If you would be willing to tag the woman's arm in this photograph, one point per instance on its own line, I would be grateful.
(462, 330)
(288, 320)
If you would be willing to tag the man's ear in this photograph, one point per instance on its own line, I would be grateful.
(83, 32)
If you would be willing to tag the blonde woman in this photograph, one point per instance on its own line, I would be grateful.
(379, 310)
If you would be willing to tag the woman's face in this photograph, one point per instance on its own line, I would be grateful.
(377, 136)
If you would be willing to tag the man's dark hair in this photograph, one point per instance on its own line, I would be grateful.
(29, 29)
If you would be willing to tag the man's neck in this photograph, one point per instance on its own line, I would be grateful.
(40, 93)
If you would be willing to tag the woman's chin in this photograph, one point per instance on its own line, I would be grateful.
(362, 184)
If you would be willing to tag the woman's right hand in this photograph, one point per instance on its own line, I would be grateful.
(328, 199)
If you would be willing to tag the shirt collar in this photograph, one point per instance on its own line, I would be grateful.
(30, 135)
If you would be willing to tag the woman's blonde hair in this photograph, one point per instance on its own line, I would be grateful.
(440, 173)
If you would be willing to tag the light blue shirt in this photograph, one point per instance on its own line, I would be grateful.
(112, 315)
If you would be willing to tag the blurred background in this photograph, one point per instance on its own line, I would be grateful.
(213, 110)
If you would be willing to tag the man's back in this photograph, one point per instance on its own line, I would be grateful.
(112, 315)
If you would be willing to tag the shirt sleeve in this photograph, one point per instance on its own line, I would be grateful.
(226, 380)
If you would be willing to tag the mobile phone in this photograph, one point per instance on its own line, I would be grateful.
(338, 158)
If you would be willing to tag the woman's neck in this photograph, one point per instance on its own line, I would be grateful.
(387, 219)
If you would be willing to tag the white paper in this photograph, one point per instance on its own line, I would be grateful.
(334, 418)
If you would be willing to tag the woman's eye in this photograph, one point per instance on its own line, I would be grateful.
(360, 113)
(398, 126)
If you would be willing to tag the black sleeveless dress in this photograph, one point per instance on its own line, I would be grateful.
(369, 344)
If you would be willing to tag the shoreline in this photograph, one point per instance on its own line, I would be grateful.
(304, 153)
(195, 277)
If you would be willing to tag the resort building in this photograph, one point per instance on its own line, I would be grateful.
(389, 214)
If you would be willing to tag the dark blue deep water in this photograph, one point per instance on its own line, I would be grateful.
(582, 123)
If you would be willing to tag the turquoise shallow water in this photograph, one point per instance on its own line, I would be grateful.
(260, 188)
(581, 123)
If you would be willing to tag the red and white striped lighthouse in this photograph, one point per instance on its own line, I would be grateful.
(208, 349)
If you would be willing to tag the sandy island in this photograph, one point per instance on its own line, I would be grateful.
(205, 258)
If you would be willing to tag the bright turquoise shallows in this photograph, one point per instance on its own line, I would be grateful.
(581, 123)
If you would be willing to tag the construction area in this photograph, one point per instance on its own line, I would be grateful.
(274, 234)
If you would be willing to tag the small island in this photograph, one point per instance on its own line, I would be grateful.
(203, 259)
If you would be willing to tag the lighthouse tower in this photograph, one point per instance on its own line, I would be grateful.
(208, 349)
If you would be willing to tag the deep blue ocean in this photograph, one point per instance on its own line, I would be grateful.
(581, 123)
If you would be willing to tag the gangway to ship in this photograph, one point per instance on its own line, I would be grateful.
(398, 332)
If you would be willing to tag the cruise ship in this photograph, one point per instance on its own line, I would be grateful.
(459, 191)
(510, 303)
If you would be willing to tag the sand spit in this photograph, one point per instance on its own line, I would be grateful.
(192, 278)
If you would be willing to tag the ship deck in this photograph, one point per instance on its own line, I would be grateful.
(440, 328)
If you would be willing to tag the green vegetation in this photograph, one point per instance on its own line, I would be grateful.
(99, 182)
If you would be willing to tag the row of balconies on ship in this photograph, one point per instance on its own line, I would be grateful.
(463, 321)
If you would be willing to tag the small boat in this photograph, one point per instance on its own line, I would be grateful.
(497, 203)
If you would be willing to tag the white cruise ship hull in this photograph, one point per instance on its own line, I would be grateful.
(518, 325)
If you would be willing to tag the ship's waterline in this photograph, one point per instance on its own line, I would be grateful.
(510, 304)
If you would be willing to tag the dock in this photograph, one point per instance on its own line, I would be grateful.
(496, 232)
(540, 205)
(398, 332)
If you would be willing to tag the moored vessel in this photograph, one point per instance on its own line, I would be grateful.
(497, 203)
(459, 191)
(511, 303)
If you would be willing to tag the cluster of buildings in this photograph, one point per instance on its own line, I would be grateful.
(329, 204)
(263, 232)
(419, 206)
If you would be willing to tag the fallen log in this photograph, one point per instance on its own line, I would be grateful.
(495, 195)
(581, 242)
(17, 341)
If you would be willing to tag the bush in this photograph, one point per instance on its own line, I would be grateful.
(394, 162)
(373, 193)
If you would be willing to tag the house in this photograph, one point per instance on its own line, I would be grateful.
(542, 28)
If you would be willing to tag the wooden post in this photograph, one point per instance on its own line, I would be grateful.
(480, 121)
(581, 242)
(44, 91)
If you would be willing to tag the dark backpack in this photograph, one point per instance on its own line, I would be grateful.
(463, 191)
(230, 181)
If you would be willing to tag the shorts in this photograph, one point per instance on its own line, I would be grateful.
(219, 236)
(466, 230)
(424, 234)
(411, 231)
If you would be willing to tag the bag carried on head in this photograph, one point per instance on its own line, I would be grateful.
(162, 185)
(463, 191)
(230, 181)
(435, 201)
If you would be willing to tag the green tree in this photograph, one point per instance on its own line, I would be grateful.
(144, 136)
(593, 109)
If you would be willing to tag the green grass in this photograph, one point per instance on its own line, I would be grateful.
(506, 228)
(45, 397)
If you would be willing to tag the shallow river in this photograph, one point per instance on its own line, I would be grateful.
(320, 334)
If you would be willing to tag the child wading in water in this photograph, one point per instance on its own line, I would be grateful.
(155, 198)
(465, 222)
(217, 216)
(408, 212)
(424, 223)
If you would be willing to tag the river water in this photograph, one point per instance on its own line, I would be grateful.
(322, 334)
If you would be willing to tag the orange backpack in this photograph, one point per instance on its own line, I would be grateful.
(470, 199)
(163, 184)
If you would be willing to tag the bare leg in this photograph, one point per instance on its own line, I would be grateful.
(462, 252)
....................
* _Brief_:
Repeat the whole of the data verbatim, as it reads above.

* _Result below_:
If you would be willing to tag the woman's arm in this photograph, one point per instance on its own line, I would be grateful.
(462, 330)
(288, 320)
If you would be willing to tag the man's ear in this photograph, one point per instance on its own line, I would be grateful.
(83, 32)
If you would be willing to tag the blonde woman in this photograph, one point per instance on its own line, I would be grateful.
(379, 310)
If you would be willing to tag the woman's face in this photograph, one point per instance on its own line, I would be grateful.
(377, 136)
If you would be willing to tag the man's dark hair in this photograph, one point per instance on its own line, I would be grateful.
(29, 29)
If you would be willing to tag the man's neck in this photograph, one point per instance on its own line, I would be grateful.
(40, 93)
If you would be willing to tag the woman's chin in this photograph, one point per instance on its own line, I would be grateful.
(362, 184)
If you would be willing to tag the woman's right hand in this photograph, one point per instance on its own line, I would be grateful.
(328, 199)
If you would be willing to tag the shirt collar in this photograph, one point per instance on its own line, I would be grateful.
(30, 135)
If you would be willing to tag the woman's blonde hair in this photograph, one point per instance on its own line, I would be grateful.
(440, 173)
If you would be willing to tag the light blue shirt in this photograph, one point per instance on its own line, I would be grateful.
(112, 315)
If you would be willing to tag the blurred background in this photograph, one point per instance on its own line, I would be grateful.
(213, 110)
If you would be willing to tag the man's back in this photograph, one point per instance on its own line, I would be grateful.
(112, 315)
If you would be willing to tag the shirt sleeve in this photograph, one point per instance on its own line, I would be grateful.
(226, 380)
If you would be willing to tag the mobile phone in this photograph, one point per instance on its own line, I would be grateful.
(338, 158)
If you would be willing to tag the woman's neck in this photograph, one point per instance on its own line, I would be grateful.
(387, 219)
If you would be willing to tag the white paper in this photograph, one point per instance on its own line, I would be grateful.
(334, 418)
If you would be willing to tag the woman's eye in this photograph, one point per instance on its own line, I would be grateful.
(360, 113)
(398, 126)
If you would be willing to tag the black sleeveless dress in this photograph, one point per instance on its own line, I would be grateful.
(369, 344)
If you would be willing to tag the shoreline in this photograph, one point per instance on its own line, I would be grateful.
(304, 153)
(195, 277)
If you would be willing to tag the resort building in this photograph, one point per instance on its own line, I would be grateful.
(389, 214)
If you would be willing to tag the dark blue deep water in this photograph, one point per instance on its own line, I would be grateful.
(582, 123)
If you would be willing to tag the turquoise shallow water in this photograph, one point per instance on its own line, I would be grateful.
(260, 188)
(581, 123)
If you would be willing to tag the red and white striped lighthouse in this photograph, one point per instance on its own line, I would be grateful.
(208, 349)
If you would be willing to tag the sandy island in this photograph, one point per instance on its own line, I would be grateful.
(205, 258)
If you would be willing to tag the bright turquoise shallows in this photograph, one point per instance on its own line, I would be grateful.
(581, 123)
If you would be willing to tag the construction area in this photograph, one point per instance on its own line, I would be grateful.
(274, 234)
If you would be willing to tag the small island in this photograph, one point per instance on its own line, I would be grateful.
(203, 259)
If you would be willing to tag the lighthouse tower in this photograph, one point per instance on its own line, I would be grateful.
(208, 349)
If you would be willing to tag the deep blue ocean in this photograph, one point per instance on its own line, I would be grateful.
(581, 123)
If you would be willing to tag the gangway to ship in this photograph, one point per instance on its own line, I would be grateful.
(398, 332)
If you would be willing to tag the cruise ship in this photograph, one point per instance on its own line, I would be grateful.
(459, 191)
(510, 303)
If you would be willing to tag the sand spit in this photograph, one point per instance on its own line, I would be grateful.
(192, 278)
If you would be willing to tag the ship deck in this photograph, one point per instance on its own line, I would be grateful.
(440, 328)
If you would be willing to tag the green vegetation in this photograph, one point per instance on its own line, I would be grateful.
(99, 182)
If you would be willing to tag the row of balconies on ship in this photograph, one point per instance on its own line, I would be grateful.
(463, 321)
If you would be willing to tag the small boat in this photograph, one point per instance on its own line, I would be grateful.
(497, 203)
If you would be willing to tag the white cruise ship hull in this photograph, one point per instance on its own line, I would be grateful.
(518, 325)
If you would be willing to tag the ship's waterline in this photograph, one point per instance on its own line, I would be grateful.
(510, 304)
If you would be willing to tag the dock in this photograph, one point per instance on its own line, I would be grateful.
(496, 232)
(540, 205)
(398, 332)
If you would be willing to tag the moored vessel in this photograph, one point per instance on its own line, I would be grateful.
(497, 203)
(459, 191)
(511, 303)
If you would be willing to tag the cluster of buildings in this photograph, one point per instance on its own line, I would be grateful.
(329, 204)
(263, 232)
(419, 206)
If you would be willing to tag the fallen log in this photograph, one point per instance on its own line, I would be grateful.
(495, 195)
(581, 242)
(17, 341)
If you would be willing to tag the bush in this photograph, one point per instance on its own line, I would be grateful.
(394, 162)
(373, 193)
If you would be willing to tag the house in this photograph, one point per instance on its own line, I would be grateful.
(542, 28)
If you would be willing to tag the wooden post in this photograph, one point per instance on its own line, I would be grateful.
(480, 121)
(581, 242)
(44, 91)
If you would be willing to tag the dark backpack in this photograph, one point per instance on its own line, I would be grateful.
(463, 191)
(230, 181)
If you would be willing to tag the shorts in this photograph, one point per instance on its own line, I would be grateful.
(219, 236)
(466, 230)
(424, 234)
(411, 231)
If you would be willing to tag the bag carried on head in this photograph, one point per instance on its own line, I would be grateful.
(162, 185)
(463, 191)
(230, 181)
(435, 201)
If you would be willing to tag the green tree in this photograph, one point per instance on its own line, I would be grateful.
(144, 136)
(593, 109)
If you would be willing to tag the green grass in this photograph, one point per instance on its own line, I would be grateful.
(506, 228)
(45, 397)
If you would be willing to tag the shallow river in this photograph, one point per instance on its own line, I would be grateful.
(320, 334)
If you would be willing to tag the child wading in water in this photograph, one point per instance on its own line, I would be grateful.
(155, 198)
(465, 222)
(217, 216)
(408, 212)
(424, 223)
If you would be willing to tag the river water in this photograph, one point per instance on its own line, I would be grateful.
(322, 334)
If you would be willing to tag the orange backpack in this photograph, one point per instance on its own line, I would be grateful.
(470, 199)
(163, 184)
If you would be willing to tag the bare leg in this photograph, one point per instance on its own line, I would be grateful.
(462, 252)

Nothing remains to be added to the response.